Return the entries below in full. Keep every word as it is.

============

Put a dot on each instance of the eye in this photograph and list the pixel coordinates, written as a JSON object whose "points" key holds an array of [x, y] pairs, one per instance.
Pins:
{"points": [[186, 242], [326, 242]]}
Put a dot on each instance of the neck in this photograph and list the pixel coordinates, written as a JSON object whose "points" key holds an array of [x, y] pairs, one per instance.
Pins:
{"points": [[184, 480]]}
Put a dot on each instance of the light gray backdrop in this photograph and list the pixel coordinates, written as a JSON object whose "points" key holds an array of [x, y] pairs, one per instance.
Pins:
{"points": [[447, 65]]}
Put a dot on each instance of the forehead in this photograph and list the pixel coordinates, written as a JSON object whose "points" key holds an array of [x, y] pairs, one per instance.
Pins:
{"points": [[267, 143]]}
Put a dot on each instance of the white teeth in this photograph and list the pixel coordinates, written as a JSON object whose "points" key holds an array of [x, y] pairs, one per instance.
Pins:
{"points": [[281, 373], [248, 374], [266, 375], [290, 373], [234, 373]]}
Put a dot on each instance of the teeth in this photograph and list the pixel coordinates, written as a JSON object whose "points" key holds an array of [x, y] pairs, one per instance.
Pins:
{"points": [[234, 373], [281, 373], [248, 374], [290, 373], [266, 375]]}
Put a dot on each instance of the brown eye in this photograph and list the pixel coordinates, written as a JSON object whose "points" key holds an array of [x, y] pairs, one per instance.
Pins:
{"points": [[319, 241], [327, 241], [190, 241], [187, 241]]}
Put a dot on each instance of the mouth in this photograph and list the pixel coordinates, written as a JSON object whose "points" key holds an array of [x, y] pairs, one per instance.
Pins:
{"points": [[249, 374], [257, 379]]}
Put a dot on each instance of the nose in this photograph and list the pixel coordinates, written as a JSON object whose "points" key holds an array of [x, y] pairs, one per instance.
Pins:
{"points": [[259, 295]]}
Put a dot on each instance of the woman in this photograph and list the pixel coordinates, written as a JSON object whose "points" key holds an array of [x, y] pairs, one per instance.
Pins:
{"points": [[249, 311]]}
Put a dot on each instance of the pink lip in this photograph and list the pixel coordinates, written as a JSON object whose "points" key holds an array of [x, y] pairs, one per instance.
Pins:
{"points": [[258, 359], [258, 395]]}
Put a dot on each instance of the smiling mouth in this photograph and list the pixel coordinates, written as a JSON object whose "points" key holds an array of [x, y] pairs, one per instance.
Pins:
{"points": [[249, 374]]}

============

Response
Put a dot on each instance of the eye in this photograph and list the pixel coordinates, written as a JSON object whose "points" key holds an array of [x, y] pairs, one per instance.
Pins:
{"points": [[186, 242], [326, 242]]}
Put a dot on each instance of the neck in this photograph and list the pixel coordinates, written as a JSON object whose "points" key holds an array of [x, y] pairs, one per instance.
Pins:
{"points": [[184, 480]]}
Put a dot on each instance of the light gray backdrop in this photograph and list the pixel coordinates, written as a JSON object whose "points" key holds an array of [x, y] pairs, one per instance.
Pins:
{"points": [[447, 65]]}
Put a dot on each instance of the forehead in this photograph and list the pixel coordinates, written as a JSON object whose "points" key holds an array of [x, y] pairs, one per instance.
Pins:
{"points": [[267, 143]]}
Put a dot on each instance of the white teeth in this photograph and list the pixel coordinates, written as a JSON object whose "points" key holds an array of [x, y] pairs, one per instance.
Pins:
{"points": [[281, 373], [248, 374], [266, 375], [290, 373], [234, 373]]}
Put a dot on each instance of the teeth in this photograph and list the pixel coordinates, written as a JSON object whose "points" key holds an array of [x, y] pairs, one per instance.
Pins:
{"points": [[234, 373], [281, 373], [248, 374], [290, 373], [266, 375]]}
Put a dot on each instance of the brown eye in this photograph and list the pixel coordinates, written as a JSON object whose "points" key holds an array of [x, y] pairs, one per instance.
Pins:
{"points": [[319, 241], [327, 241], [190, 241], [187, 241]]}
Put a dot on each instance of the mouth in this photograph and list the pixel coordinates, written as a JSON object whose "points" key holds an array of [x, y] pairs, one per instance.
Pins:
{"points": [[249, 374], [257, 379]]}
Put a dot on each instance of the nose in this photograph and list the pixel coordinates, written as a JSON object whose "points" key holds an array of [x, y] pairs, one per instance.
Pins:
{"points": [[259, 295]]}
Put a dot on each instance of the woman in this photograph and list the pixel coordinates, written as a JSON object whose "points" key holds an array of [x, y] pairs, one per instance.
Pins:
{"points": [[249, 311]]}
Put a dot on each instance of the pink lip in this photograph and list the pixel coordinates, written as a JSON object whose "points" key holds an array of [x, y] pairs, one per instance.
Pins:
{"points": [[258, 359], [258, 395]]}
Put a dot on each instance of the smiling mouth in this photograph and list the pixel coordinates, written as a JSON object whose "points" key holds an array of [x, y] pairs, one per instance.
Pins:
{"points": [[249, 374]]}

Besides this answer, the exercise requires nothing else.